■ PROBLEM DESCRIPTION
Each record should be written out exactly as it stands.

---

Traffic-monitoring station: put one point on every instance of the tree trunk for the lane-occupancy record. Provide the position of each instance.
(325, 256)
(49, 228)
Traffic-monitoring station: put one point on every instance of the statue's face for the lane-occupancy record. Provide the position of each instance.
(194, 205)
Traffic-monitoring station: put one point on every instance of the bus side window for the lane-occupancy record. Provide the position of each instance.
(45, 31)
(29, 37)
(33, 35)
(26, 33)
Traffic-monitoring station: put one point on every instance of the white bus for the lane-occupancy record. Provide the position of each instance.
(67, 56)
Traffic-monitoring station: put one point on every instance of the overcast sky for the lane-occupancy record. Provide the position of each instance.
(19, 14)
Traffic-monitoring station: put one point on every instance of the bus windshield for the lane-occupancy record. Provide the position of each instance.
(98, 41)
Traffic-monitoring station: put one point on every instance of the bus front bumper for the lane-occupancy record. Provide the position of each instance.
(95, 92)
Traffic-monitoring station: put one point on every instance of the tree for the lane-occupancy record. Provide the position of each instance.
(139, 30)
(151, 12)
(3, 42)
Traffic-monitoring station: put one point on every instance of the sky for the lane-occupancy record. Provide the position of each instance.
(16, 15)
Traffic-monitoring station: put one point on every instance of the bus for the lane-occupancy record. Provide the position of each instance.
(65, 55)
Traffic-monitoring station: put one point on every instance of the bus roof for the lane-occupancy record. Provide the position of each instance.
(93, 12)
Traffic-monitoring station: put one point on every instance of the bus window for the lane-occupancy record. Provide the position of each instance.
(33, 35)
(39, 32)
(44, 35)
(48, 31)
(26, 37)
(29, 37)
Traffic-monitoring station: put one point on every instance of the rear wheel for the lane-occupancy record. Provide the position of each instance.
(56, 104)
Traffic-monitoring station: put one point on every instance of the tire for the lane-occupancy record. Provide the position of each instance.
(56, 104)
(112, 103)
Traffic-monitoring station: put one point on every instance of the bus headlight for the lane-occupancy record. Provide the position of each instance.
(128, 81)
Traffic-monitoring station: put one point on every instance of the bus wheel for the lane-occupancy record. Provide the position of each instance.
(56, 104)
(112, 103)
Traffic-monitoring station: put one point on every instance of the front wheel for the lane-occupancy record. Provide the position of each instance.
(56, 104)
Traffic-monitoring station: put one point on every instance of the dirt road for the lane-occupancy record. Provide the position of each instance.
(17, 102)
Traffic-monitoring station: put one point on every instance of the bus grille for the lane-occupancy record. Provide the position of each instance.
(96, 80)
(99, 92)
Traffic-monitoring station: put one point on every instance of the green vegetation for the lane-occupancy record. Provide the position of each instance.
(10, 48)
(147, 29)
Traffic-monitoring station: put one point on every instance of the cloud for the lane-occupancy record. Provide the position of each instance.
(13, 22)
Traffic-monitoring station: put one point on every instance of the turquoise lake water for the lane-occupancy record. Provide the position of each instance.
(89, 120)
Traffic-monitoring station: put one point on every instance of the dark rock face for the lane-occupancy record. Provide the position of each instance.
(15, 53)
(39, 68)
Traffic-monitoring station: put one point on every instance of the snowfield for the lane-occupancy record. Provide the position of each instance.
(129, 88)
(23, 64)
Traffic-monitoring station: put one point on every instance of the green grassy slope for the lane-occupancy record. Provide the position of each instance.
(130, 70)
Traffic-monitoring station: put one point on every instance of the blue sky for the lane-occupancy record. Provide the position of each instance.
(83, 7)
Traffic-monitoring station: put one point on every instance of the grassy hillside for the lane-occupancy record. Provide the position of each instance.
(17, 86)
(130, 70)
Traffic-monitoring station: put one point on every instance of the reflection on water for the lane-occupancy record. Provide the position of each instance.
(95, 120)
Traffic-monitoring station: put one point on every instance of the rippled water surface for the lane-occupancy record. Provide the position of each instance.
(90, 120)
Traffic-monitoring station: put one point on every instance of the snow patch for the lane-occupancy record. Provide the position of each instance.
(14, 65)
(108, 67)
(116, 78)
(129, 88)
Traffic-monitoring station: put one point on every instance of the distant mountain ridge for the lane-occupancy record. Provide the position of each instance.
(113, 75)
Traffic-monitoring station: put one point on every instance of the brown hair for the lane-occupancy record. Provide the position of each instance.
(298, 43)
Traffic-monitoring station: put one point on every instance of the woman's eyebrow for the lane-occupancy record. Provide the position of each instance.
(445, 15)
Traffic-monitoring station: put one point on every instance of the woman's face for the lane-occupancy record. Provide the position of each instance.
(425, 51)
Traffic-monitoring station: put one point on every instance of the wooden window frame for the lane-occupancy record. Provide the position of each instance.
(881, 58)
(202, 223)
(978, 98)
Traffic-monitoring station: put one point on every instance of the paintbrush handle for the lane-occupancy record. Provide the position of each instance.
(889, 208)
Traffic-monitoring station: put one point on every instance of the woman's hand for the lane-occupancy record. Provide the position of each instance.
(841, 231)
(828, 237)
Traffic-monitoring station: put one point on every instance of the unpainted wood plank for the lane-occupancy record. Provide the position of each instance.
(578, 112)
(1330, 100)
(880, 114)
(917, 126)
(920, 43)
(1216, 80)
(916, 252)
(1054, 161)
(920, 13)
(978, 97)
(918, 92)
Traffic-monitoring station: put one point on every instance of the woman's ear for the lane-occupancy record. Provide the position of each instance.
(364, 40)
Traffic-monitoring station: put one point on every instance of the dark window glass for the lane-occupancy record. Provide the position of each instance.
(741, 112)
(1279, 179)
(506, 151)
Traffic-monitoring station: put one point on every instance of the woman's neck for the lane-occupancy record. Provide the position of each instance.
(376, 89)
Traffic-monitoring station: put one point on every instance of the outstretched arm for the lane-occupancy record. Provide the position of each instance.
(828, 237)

---

■ ANSWER TO THE EXERCISE
Traffic-monitoring station: put one point on every instance of the tree trunk for the lane-occupancy record. Provide the position of each instance.
(325, 256)
(49, 228)
Traffic-monitoring station: put one point on every instance of the statue's face for the lane-occupancy record. Provide the position of each instance.
(194, 205)
Traffic-monitoring station: put one point on every instance of the bus side window for the lane-occupancy record. Provide the position of each instance.
(45, 31)
(29, 37)
(33, 35)
(26, 33)
Traffic-monitoring station: put one point on every instance of the white bus for the lane-occupancy record. Provide the position of each instance.
(67, 56)
Traffic-monitoring station: put one point on every instance of the overcast sky for the lane-occupancy record. Provide the position of each instance.
(19, 14)
Traffic-monitoring station: put one point on every instance of the bus windshield for the lane-occupancy record. Provide the position of each instance.
(98, 41)
Traffic-monitoring station: put one point on every instance of the bus front bumper for the lane-occupancy record. Provide the position of each instance.
(95, 92)
Traffic-monitoring station: put one point on every instance of the tree for the lane-occupancy record. Provide the position of each instance.
(139, 30)
(151, 12)
(3, 42)
Traffic-monitoring station: put one point on every instance of the sky for the lane-occupancy record. Provide the position of each instance.
(16, 15)
Traffic-monitoring station: put one point on every instance of the bus for the lane-occupancy record. Provide the position of each instance.
(65, 55)
Traffic-monitoring station: put one point on every instance of the bus roof for the lane-occupancy record. Provide the position of each instance.
(93, 12)
Traffic-monitoring station: put one point on every instance of the bus window for the lane-occupancy record. Provide the position of each instance.
(33, 35)
(39, 32)
(44, 35)
(48, 31)
(26, 37)
(29, 37)
Traffic-monitoring station: put one point on every instance of the rear wheel for the lane-occupancy record. Provide the position of each instance.
(56, 104)
Traffic-monitoring station: put one point on every instance of the tire for the lane-occupancy record. Provide the position of each instance.
(56, 104)
(112, 103)
Traffic-monitoring station: put one point on every instance of the bus headlight for the lane-occupancy record. Provide the position of each instance.
(128, 81)
Traffic-monitoring station: put one point on every instance of the bus wheel for the lane-occupancy record. Provide the position of each instance.
(56, 104)
(112, 103)
Traffic-monitoring station: put one point on every instance of the front wheel for the lane-occupancy record. Provide the position of each instance.
(56, 104)
Traffic-monitoring station: put one point on every instance of the dirt road for the lane-occupancy record. Provide the position of each instance.
(17, 102)
Traffic-monitoring station: put one point on every instance of the bus grille for the lane-occupancy record. Provide the position of each instance.
(96, 80)
(99, 92)
Traffic-monitoring station: put one point on every instance of the green vegetation for the lane-occupancy record. Provide the position of each instance.
(10, 48)
(147, 29)
Traffic-monitoring station: put one point on every instance of the cloud for the lane-occupancy record. Provide the position of each instance.
(13, 22)
Traffic-monitoring station: put one point on every instance of the turquoise lake water for the lane-occupancy record. Provide the position of each instance.
(89, 120)
Traffic-monitoring station: put one point on every instance of the dark rock face for the lane-occupancy record. Provide the position of each instance.
(15, 53)
(39, 68)
Traffic-monitoring station: put one point on every instance of the snowfield for the lane-occupancy record. Provide the position of each instance.
(129, 88)
(23, 64)
Traffic-monitoring station: put one point on every instance of the green grassy slope for the lane-occupancy record. Provide the position of each instance.
(130, 70)
Traffic-monitoring station: put one point on every instance of the blue sky for the lane-occupancy record. Provide the position of each instance.
(83, 7)
Traffic-monitoring station: put one point on every instance of the grassy hillside for the lane-occupancy record. Provide the position of each instance.
(17, 86)
(130, 70)
Traffic-monitoring station: put one point on every instance of the reflection on water for the lane-occupancy record. Provide the position of each instance.
(95, 120)
Traffic-monitoring station: put one point on every instance of the rippled water surface for the lane-occupancy record. Provide the position of each instance.
(90, 120)
Traffic-monitoring station: put one point on every instance of the snow patch for the lane-occupancy record. Provide the position of each instance.
(14, 65)
(108, 67)
(116, 78)
(129, 88)
Traffic-monitoring station: put one point on every instance of the distant mountain ridge for the lane-occupancy record. Provide the position of each instance.
(113, 75)
Traffic-monitoring station: put one point on every instance of the brown hair for the lane-occupancy record. Provide the position of each instance.
(298, 43)
Traffic-monitoring station: put one point on every instance of the woman's eyebrow for the lane-occupancy record. Provide the position of each instance.
(445, 15)
Traffic-monitoring station: put one point on every instance of the woman's face for the lane-occupancy record. Provide the position of each instance.
(425, 51)
Traffic-monitoring station: put one point on every instance of the wooden window frame for the lane-occupancy record. Provide the position of each instance.
(881, 58)
(202, 223)
(978, 98)
Traffic-monitoring station: put one point on every instance of the paintbrush handle for the lane-occupancy record. Provide the position of each instance.
(889, 208)
Traffic-monitoring station: put one point on every instance of the woman's hand for the lane-occupancy record. Provide the position of each instance.
(841, 231)
(828, 237)
Traffic-monitoring station: put one point on every instance of the unpainted wood plank for the lane-occupancy record. Provide the position of each instance.
(578, 112)
(1330, 100)
(880, 114)
(917, 126)
(920, 43)
(1216, 80)
(916, 252)
(1054, 161)
(920, 13)
(978, 97)
(918, 92)
Traffic-monitoring station: put one point on every instance of the woman's ear for the lane-occupancy record. Provide the position of each instance.
(364, 40)
Traffic-monitoring station: put one point on every instance of the dark window glass for the lane-occupancy record. Provide the position of each instance.
(741, 112)
(1279, 179)
(506, 151)
Traffic-monitoring station: put one point on every instance of the woman's neck for the lane-occupancy record. Provide the position of each instance.
(376, 89)
Traffic-monitoring station: put one point on every instance of the outstretched arm for the lane-occupancy record. Provide the position of each instance.
(828, 237)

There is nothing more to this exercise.